▶ **SOURCE MATERIAL**:
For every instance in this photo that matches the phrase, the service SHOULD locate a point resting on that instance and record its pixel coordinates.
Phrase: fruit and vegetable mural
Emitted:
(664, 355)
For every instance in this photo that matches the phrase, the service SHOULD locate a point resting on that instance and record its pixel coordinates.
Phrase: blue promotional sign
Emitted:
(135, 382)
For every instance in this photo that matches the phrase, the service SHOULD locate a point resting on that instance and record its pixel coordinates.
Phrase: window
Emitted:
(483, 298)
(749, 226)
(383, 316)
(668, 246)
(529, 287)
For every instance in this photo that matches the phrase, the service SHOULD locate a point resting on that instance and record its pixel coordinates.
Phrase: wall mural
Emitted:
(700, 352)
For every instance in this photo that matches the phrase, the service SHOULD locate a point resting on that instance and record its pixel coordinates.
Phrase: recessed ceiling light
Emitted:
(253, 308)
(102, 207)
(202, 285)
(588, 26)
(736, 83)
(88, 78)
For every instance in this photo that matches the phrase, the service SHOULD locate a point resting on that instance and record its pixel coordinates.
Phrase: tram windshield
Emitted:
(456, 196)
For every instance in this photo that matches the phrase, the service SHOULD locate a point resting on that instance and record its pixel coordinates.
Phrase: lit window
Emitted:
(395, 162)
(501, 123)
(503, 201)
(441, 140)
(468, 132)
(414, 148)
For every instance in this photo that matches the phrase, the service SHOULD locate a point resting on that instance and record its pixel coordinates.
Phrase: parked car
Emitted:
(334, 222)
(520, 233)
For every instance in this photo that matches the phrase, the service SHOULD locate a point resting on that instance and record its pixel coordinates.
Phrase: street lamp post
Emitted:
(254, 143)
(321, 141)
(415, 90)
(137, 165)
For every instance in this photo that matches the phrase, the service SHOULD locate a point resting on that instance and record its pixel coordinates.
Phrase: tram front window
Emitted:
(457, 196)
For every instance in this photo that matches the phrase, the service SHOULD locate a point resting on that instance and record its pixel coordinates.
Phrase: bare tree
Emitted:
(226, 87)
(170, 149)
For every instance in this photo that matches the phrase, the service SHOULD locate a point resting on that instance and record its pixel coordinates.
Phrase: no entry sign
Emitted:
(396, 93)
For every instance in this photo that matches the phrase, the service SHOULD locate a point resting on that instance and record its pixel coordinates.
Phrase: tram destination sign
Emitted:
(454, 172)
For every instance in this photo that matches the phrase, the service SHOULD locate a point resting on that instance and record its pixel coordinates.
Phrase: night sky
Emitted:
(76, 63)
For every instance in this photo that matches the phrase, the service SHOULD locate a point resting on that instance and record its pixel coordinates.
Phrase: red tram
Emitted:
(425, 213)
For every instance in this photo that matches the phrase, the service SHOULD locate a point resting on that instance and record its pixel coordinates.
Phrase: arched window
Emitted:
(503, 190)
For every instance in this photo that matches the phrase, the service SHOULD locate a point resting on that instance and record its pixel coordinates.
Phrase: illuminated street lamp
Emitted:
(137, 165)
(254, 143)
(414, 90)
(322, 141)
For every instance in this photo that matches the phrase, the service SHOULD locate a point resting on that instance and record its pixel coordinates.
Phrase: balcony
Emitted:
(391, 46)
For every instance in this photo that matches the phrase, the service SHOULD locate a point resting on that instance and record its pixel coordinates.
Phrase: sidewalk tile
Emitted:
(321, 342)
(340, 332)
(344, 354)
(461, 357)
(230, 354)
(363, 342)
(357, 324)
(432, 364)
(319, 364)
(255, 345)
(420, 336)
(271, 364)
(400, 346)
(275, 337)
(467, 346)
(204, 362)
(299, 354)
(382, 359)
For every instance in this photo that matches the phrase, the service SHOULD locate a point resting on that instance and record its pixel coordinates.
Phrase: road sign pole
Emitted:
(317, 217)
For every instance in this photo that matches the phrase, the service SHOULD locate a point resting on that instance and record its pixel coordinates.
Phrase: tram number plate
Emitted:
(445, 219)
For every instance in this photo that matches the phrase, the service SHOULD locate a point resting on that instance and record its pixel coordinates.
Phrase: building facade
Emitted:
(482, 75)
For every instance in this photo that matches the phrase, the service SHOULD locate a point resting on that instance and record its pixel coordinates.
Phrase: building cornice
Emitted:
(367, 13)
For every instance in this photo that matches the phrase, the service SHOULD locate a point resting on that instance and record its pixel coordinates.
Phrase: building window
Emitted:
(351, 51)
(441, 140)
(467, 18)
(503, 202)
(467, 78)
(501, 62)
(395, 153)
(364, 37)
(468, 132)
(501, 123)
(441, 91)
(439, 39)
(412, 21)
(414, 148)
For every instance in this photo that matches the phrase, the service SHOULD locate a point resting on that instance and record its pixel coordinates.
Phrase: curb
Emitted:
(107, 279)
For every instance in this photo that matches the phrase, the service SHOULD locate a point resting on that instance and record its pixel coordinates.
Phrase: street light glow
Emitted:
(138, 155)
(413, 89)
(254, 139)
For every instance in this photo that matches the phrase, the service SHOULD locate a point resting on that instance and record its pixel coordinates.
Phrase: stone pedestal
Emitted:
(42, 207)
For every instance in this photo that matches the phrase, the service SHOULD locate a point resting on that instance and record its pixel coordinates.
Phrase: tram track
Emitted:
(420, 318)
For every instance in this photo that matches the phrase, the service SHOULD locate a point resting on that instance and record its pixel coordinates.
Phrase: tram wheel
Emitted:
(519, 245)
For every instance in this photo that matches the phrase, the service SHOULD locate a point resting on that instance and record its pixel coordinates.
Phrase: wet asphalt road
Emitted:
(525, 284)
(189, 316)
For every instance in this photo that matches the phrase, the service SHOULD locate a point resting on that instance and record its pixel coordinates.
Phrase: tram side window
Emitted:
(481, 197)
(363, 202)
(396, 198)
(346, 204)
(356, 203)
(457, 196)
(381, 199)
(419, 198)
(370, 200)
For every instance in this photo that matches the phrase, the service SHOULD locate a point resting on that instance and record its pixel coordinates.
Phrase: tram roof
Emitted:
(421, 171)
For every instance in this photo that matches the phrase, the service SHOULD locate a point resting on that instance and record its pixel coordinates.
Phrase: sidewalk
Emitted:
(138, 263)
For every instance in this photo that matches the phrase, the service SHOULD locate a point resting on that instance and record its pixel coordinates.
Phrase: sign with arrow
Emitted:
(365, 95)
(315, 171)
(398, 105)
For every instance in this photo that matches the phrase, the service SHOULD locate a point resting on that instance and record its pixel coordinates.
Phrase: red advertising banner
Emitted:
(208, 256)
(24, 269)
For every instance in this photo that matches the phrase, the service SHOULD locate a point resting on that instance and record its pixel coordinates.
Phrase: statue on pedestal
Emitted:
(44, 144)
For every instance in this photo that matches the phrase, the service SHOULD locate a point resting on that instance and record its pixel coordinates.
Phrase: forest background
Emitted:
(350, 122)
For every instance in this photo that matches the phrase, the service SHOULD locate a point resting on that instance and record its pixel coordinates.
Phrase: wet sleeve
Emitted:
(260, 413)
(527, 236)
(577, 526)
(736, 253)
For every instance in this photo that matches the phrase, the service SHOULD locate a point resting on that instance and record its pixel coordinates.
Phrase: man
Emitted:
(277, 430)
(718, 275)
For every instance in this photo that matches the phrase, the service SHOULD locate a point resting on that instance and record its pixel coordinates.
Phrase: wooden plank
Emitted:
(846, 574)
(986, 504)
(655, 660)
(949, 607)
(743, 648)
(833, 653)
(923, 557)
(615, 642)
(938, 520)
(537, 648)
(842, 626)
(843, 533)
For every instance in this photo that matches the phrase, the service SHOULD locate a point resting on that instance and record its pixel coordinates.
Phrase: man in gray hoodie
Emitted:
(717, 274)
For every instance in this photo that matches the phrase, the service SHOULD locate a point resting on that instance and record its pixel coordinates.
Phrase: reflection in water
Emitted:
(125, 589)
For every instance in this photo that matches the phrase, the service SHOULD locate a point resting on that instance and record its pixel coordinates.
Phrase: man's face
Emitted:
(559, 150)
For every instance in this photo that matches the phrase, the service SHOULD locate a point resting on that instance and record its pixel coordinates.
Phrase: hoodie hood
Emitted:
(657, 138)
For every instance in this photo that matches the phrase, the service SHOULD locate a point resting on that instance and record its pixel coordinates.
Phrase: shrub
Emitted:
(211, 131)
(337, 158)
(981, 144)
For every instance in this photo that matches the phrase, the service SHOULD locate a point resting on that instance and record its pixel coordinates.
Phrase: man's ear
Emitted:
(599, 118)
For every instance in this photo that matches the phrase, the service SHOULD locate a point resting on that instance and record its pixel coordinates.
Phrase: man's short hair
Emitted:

▶ **BRIEF**: Whenever "pedestal" occurs in a line of the entries, copy that line.

▶ **WORKED SOLUTION**:
Phrase: stone pedestal
Phrase: statue on pedestal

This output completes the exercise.